# [INSTRUCTION]
Every line below must be reproduced exactly. Copy them all.

◇ ◇ ◇ ◇

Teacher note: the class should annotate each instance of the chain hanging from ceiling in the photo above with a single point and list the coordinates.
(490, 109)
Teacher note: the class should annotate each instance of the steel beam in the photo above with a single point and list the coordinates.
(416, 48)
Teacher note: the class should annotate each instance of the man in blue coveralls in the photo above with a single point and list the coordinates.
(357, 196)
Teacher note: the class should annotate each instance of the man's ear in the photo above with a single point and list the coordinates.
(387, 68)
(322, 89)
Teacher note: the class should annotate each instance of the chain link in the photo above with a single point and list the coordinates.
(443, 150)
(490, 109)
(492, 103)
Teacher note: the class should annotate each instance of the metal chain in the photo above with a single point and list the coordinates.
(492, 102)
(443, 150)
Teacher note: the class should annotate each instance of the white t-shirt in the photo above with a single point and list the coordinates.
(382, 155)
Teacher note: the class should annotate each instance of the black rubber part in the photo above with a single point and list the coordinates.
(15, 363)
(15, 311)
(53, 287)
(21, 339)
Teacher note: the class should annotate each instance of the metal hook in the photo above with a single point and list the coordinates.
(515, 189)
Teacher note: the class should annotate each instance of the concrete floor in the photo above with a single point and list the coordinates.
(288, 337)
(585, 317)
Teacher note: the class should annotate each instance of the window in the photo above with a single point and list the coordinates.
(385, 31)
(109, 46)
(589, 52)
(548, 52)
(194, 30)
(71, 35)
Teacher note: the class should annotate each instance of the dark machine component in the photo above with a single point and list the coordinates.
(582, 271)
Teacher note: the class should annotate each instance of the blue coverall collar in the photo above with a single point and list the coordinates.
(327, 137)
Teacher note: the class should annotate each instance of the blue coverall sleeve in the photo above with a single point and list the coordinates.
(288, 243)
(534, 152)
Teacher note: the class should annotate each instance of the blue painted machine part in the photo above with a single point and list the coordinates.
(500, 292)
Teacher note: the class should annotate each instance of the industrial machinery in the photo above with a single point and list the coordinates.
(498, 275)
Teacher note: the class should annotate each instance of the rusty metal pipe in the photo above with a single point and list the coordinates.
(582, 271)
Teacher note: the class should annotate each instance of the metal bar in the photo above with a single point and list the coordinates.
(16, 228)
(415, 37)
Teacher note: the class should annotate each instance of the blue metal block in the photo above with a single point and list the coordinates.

◇ ◇ ◇ ◇

# [RESULT OF THIS EXERCISE]
Teacher note: the class should annotate each instance of the chain hanging from ceiling in the photo above with a single point and list the coordinates.
(490, 109)
Teacher note: the class should annotate each instance of the steel beam in the photo above with a single point and list the coordinates.
(416, 48)
Teacher note: the class should annotate each instance of the man in blue coveralls in the photo above with a single point and list the coordinates.
(357, 196)
Teacher note: the class should annotate each instance of the man's ear in the photo above with a single point and list the coordinates.
(387, 68)
(322, 89)
Teacher note: the class should annotate each instance of the chain link in the photo above with a single point and list the coordinates.
(443, 150)
(490, 109)
(492, 103)
Teacher note: the class should annotate each instance of the metal chain in the photo above with a single point and list the coordinates.
(492, 102)
(443, 150)
Teacher note: the class should annotate each instance of the white t-shirt in the photo above with a single point and list the coordinates.
(382, 155)
Teacher note: the class should annotate each instance of the black rubber part in the photo above with a single point and list the coordinates.
(15, 363)
(15, 311)
(53, 287)
(21, 339)
Teacher note: the class should annotate each instance of the metal hook in the photo above with a single point and list the coordinates.
(515, 189)
Teacher note: the class should annotate each instance of the concrete floor in the photo above with a single point and list the coordinates.
(288, 337)
(585, 317)
Teacher note: the class should annotate each instance of the window in the photo above with a single point and list the coordinates.
(385, 31)
(109, 46)
(589, 52)
(548, 52)
(194, 30)
(71, 35)
Teacher note: the class should annotate each instance of the dark machine component in the photo above with a single point and list the coordinates.
(582, 271)
Teacher note: the class should annotate each instance of the blue coverall collar in the photo above with a single point and list the coordinates.
(327, 137)
Teacher note: the class should annotate each instance of the blue coverall sleeve in the photo above with a single point and list the coordinates.
(288, 243)
(534, 152)
Teacher note: the class should annotate each instance of the blue painted machine part in the photo above with a single point and list the coordinates.
(500, 292)
Teacher note: the class should annotate each instance of the industrial machinery in the photo above with a single point and list the coordinates.
(498, 275)
Teacher note: the class should annotate each instance of the rusty metal pipe in the photo above with a single point and list the coordinates.
(582, 271)
Teacher note: the class should annotate each instance of the metal bar in the photo above with a single point and list the coordinates.
(16, 228)
(415, 37)
Teacher note: the class should annotate each instance of the blue metal block in the photo above with a single point and list the coordinates.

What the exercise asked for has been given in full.